= Prompt 1 =
In the thread on flexible array members in C, which bracket syntax does the C99 flexible array use?
= Prompt 2 =
Write the next part of the thread on flexible array members in C, starting after its last sentence.

[begin Given text]

87 points | by jasim 17 hours ago

5 comments

  • kazinator 13 hours ago
    > This pattern was officially standardized in C99,

    No it wasn't; the C99 flexible array uses [] not [1] or [0].

    When using the [1] hack, you cannot use the sizeof the structure to get the offset, because it includes the [1] array.

    When using C99, you also cannot use sizeof to get the offset of the [0] element of the flexible array; sizeof is allowed to pretend that there is padding as if the flexible member were not there.

    >

      // The (N - 1) adjusts for the 1-element array in Payload struct
      Payload *item = malloc(sizeof(Payload) + (N - 1) * sizeof(char))
    
    >

    If you are in C++ you need a cast; the void * return value of malloc cannot implicitly convert to Payload *.

      Payload *item = static_cast<Payload *>(malloc(...));
    
    Or of course a C cast if the code has to compile as C or C++:

      Payload *item = (Payload *) malloc(...);
    
    Setting aside that issue for brevity, pretending we are in C, I would make the malloc expression:

      Payload *item = malloc(offsetof(Payload, elements) + N);
    
    sizeof(char) is by definition 1, so we do not need to multiply N by it.

    By taking the offset of the elements array, we don't need to subtract 1 from N to account for the [1] element being skipped by sizeof.

    These kinds of little things take away complexity for something that must be carefully coded to avoid a memory safety issue. You really want the calculations around the memory to use the simplest possible formulas that are as easy as possible to reason about to convince yourself they are correct.

    Also, when you do use sizeof in a malloc expression, the following pattern avoids repeating the type name for the size, and also lets a pair of parentheses be dropped since sizeof only requires parentheses when the operand is a type:

      Payload *item = malloc(sizeof *item);
    • halayli 13 hours ago
      Strictly speaking, in the C++ object model, malloc allocates storage but doesn't create objects. Accessing that memory as if it contains an object (even a trivial one like int) without properly giving it object lifetime is technically UB. For trivial types, this is rarely enforced in practice, but the standard says to use placement new or std::start_lifetime_as (C++23) to properly begin object lifetime.

[end Given text]
[begin Extracted records]

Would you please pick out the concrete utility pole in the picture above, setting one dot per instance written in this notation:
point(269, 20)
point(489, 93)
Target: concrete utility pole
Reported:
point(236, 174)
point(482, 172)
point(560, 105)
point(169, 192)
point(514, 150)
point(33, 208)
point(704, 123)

[end Extracted records]

= Reply 1 =
It uses [] rather than [1] or [0].

= Reply 2 =
      • dataflow 7 hours ago
        > Strictly speaking, in the C++ object model, malloc allocates storage but doesn't create objects.

        No - strictly speaking, it does create objects. https://en.cppreference.com/w/cpp/memory/c/malloc.html#:~:te...

        It gets confusing (to say the least) if you start questioning the details, but the spec does formally intend the objects to be implicitly created.

    • whizzter 13 hours ago
      Even better and simpler..

        Payload *item = (Payload *)malloc(offsetof(Payload, elements[N]));
      
      The rest of the article does make me vary of a lot of other things that aren't done "per-spec" if you're making your own container and probably will cause unintended bugs in the future.
      • kazinator 3 hours ago
        That's really great; it's easy to forget that the second argument of offsetof isn't simply a member name, but a designator expression.
  • thesz 14 hours ago
    One would be better off implementing cache-oblivious lookahead array [1] or even log-structured merge trees.

    [1] https://www3.cs.stonybrook.edu/~bender/newpub/BenderFaFi07.p...

    Both structures exploit the fact that most of the data does not change much and can be packed as tight as one wishes. Even prefixes (and suffixes) can be factored out.

    • whizzter 13 hours ago
      This article doesn't seem to be for any disk based structure but rather in-memory, in an in-memory scenario with order requirements some users have reported B-tree's as being quite competitive in mostly-read scenarios.

      "Write-heavy" scenarios will probably be just fine with std::map (backed by an RB-tree) since the main downside of B-tree's is write amplification that isn't an issue since memory doesn't really have any block granularity.

      LSM tree's in-memory will probably not be that useful as scanning becomes much more complicates (it's an interesting structure though if you have append-only workloads and want to implement dictionary for size-coded projects on top of a list).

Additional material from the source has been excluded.